→ What is being asked
Set down, word for word, the stretch of lines from the one containing "Annotate the parked" to the end of the records below.

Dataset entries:
*****

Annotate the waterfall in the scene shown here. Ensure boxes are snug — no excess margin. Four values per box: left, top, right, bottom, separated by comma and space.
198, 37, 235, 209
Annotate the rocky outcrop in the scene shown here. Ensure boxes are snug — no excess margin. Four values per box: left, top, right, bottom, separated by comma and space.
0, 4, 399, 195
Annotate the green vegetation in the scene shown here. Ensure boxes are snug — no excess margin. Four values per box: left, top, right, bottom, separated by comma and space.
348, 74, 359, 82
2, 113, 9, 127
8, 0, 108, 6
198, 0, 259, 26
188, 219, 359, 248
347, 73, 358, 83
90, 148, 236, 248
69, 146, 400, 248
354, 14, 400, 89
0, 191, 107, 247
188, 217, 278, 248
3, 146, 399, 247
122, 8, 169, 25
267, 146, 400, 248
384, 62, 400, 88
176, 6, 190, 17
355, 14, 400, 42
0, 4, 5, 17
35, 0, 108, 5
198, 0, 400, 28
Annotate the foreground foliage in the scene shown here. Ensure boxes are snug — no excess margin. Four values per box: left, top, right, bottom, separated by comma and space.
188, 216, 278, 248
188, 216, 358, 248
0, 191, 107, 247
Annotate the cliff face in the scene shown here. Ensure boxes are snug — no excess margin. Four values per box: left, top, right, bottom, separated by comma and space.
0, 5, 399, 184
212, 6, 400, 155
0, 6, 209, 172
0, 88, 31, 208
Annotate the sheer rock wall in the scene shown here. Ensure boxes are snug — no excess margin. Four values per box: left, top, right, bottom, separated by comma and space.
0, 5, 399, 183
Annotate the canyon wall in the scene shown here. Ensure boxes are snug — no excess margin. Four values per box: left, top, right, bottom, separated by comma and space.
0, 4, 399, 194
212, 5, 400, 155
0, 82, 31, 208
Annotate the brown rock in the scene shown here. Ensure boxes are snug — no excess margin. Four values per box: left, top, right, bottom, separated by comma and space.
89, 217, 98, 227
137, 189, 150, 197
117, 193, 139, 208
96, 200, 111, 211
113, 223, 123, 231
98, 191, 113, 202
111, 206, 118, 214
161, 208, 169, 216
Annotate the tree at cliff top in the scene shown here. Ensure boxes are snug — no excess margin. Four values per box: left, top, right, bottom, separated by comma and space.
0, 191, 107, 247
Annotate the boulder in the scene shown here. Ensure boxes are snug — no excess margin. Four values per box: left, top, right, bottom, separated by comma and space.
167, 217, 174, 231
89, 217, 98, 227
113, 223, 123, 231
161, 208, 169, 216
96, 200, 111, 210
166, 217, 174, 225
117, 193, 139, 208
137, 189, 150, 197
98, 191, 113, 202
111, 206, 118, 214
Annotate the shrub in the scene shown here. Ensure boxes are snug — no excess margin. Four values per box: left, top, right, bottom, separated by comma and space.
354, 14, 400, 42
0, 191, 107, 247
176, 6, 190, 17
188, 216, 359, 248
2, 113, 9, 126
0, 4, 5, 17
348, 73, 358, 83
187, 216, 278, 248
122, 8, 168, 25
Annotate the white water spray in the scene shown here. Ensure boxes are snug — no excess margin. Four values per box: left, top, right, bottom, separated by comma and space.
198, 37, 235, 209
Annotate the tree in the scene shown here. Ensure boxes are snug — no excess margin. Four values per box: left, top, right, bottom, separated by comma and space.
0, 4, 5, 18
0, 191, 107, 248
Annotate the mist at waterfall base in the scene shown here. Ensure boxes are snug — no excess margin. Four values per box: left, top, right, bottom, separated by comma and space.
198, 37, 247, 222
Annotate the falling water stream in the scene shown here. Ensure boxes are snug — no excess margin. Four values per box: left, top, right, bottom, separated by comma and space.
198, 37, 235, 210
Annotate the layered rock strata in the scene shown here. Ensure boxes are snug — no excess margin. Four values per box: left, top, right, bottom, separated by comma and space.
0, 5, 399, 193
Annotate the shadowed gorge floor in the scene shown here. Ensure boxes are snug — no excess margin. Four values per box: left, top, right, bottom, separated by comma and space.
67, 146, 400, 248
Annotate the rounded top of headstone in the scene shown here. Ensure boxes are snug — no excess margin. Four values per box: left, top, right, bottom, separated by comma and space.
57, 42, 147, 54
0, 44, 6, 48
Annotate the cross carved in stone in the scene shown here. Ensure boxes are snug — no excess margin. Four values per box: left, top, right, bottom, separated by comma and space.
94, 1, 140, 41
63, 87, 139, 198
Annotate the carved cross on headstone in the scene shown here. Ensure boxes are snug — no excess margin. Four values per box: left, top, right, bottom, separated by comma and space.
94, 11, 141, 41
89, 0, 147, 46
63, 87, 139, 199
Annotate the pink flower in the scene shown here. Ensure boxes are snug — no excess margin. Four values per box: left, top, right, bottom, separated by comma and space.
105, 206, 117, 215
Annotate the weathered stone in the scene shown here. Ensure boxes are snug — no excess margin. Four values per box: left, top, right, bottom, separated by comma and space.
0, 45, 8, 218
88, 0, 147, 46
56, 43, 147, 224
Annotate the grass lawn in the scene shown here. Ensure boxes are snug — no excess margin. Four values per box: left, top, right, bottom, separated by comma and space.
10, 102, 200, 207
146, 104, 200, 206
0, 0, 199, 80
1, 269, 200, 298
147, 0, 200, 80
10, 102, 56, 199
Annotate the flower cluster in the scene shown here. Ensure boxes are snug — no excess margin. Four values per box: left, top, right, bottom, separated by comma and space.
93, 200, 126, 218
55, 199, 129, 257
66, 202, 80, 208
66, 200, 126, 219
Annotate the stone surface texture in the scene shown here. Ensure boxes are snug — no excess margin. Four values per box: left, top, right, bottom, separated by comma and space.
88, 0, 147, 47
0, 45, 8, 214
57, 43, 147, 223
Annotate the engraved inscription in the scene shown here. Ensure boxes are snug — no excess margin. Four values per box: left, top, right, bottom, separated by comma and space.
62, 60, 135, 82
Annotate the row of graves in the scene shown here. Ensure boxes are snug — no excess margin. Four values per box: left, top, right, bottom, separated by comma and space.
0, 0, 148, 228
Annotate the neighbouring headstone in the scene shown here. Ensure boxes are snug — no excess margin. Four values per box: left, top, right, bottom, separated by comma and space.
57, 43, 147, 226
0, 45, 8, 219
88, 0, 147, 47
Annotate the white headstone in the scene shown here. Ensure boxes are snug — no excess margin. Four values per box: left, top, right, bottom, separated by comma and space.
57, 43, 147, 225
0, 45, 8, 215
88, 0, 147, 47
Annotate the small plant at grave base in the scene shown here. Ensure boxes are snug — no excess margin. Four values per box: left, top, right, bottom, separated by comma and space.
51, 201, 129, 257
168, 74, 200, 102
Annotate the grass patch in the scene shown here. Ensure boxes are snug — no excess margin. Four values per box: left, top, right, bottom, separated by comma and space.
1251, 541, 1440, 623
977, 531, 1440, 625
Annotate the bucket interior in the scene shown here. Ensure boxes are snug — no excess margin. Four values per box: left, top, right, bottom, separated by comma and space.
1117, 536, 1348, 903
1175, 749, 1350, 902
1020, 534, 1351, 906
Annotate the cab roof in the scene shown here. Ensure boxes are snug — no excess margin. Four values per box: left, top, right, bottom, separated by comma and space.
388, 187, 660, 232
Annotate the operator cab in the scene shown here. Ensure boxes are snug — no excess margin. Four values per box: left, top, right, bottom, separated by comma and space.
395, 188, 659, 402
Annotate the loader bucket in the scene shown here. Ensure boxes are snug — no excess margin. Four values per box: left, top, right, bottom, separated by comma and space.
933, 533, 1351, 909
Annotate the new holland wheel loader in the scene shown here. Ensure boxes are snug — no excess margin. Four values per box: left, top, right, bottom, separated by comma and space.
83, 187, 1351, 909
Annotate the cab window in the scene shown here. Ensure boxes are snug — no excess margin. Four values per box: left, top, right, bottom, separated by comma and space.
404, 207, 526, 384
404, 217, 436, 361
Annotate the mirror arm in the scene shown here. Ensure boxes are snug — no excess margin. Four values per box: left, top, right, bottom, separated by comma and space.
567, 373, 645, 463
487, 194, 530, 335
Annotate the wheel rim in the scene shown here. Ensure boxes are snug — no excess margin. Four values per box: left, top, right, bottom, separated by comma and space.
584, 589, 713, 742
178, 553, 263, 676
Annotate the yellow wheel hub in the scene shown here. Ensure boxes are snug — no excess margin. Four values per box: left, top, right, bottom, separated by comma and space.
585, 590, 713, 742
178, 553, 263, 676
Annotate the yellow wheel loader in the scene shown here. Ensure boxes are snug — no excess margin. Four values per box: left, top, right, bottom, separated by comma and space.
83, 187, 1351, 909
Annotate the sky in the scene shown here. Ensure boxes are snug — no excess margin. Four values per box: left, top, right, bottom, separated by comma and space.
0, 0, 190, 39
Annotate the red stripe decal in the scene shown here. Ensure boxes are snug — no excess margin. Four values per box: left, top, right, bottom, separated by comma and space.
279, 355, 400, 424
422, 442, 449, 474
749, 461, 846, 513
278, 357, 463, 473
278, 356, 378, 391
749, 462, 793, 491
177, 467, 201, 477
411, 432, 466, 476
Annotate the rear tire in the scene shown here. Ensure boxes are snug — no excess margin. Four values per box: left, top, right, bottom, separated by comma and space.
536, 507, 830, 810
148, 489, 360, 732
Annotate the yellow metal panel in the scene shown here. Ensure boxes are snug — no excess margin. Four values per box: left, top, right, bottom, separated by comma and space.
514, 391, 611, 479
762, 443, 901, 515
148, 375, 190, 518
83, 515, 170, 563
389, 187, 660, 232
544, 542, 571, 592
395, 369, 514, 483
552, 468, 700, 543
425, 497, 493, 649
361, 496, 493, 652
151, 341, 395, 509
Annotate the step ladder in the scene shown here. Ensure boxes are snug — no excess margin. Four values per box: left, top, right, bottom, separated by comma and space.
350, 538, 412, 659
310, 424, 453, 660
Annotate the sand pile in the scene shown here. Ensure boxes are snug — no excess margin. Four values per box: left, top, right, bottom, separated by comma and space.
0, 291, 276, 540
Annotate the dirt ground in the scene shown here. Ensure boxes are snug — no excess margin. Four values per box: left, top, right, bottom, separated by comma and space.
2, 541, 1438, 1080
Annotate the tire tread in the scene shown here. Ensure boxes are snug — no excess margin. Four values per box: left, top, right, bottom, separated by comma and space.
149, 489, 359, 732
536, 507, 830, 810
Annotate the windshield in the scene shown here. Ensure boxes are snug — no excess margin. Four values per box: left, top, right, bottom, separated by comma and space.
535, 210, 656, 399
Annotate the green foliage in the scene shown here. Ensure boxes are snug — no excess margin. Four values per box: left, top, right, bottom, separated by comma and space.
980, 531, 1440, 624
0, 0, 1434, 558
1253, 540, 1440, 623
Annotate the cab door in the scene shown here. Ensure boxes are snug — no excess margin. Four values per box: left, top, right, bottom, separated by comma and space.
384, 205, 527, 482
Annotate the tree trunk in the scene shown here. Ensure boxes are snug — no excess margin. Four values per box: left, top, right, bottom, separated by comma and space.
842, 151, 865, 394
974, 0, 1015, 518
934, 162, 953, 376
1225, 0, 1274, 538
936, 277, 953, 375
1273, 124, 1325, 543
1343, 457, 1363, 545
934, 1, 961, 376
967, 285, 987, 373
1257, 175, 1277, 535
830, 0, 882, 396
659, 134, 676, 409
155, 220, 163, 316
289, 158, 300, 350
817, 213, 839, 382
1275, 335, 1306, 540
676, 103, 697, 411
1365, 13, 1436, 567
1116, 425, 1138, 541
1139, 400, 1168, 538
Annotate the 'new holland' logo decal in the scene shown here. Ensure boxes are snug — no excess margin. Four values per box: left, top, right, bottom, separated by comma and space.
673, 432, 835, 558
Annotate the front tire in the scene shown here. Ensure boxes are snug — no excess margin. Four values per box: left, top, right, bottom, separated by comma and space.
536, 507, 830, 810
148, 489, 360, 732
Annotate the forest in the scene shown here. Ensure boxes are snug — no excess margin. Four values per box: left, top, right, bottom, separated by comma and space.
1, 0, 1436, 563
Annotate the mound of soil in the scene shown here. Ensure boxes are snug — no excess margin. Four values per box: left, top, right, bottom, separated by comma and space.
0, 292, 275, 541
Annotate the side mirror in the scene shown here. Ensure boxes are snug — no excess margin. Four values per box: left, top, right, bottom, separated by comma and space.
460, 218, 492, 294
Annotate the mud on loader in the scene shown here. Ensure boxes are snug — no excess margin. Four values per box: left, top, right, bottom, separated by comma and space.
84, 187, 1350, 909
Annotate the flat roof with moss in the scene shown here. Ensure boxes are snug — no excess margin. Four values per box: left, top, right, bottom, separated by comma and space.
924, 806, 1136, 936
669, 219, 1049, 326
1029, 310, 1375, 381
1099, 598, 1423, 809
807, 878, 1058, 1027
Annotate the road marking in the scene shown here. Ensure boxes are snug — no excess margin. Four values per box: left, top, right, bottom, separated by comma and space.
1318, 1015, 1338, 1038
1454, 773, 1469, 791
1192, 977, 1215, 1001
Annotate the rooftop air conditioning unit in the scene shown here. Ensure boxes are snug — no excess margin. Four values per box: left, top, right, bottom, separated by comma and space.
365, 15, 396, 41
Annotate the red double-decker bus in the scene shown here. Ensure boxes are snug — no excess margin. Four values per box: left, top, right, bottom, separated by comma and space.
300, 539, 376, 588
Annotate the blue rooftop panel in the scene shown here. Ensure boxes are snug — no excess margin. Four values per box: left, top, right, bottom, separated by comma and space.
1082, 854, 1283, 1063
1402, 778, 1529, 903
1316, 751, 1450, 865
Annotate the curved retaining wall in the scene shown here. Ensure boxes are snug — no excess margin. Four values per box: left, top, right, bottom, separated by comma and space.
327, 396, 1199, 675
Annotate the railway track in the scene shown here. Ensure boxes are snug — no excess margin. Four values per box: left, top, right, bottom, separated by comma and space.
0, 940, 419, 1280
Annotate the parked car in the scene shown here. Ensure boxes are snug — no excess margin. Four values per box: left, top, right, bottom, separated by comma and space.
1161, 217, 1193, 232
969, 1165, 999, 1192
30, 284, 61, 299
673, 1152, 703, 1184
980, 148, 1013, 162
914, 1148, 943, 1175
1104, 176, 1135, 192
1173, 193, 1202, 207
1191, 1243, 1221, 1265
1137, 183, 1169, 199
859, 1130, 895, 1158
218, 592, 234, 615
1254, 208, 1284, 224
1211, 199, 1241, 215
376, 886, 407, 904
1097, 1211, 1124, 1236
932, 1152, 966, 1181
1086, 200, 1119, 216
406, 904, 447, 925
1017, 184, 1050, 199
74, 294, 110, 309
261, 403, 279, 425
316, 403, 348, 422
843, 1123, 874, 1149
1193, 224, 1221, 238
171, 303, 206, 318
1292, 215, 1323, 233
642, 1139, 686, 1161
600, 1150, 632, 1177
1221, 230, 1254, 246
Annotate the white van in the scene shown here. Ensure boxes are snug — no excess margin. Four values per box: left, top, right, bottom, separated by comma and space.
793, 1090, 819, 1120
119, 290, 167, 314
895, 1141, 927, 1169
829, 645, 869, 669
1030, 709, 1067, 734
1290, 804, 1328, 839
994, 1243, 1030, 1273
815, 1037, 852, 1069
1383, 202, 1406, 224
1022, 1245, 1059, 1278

*****

→ Finished task
Annotate the parked car in the scene shown here. Ensure boxes are snug — no excess margin. Four values per box: left, top, right, bottom, separated by comma and space.
1161, 217, 1193, 232
969, 1165, 999, 1192
30, 284, 61, 299
673, 1152, 703, 1184
980, 148, 1013, 162
914, 1148, 943, 1175
1104, 176, 1135, 192
1173, 193, 1202, 207
1191, 1243, 1221, 1265
1137, 183, 1169, 199
859, 1130, 895, 1158
218, 592, 234, 615
1254, 208, 1284, 224
1211, 199, 1241, 215
376, 886, 407, 904
1097, 1211, 1124, 1236
932, 1152, 966, 1181
1086, 200, 1119, 216
406, 904, 447, 925
1017, 184, 1050, 199
74, 294, 110, 309
261, 403, 279, 425
316, 403, 348, 422
843, 1123, 874, 1149
1193, 224, 1221, 238
171, 303, 206, 318
1292, 215, 1323, 233
642, 1139, 686, 1161
600, 1150, 632, 1177
1221, 230, 1254, 246
Annotate the white van in the scene shown here. Ensure boxes are snug — no excess margin. Four values per box: left, top, right, bottom, separated by comma and space.
793, 1090, 819, 1120
119, 290, 167, 314
895, 1141, 927, 1169
829, 645, 869, 669
1030, 709, 1067, 734
1290, 804, 1328, 839
994, 1243, 1030, 1273
815, 1037, 852, 1069
1383, 202, 1406, 224
1022, 1245, 1059, 1278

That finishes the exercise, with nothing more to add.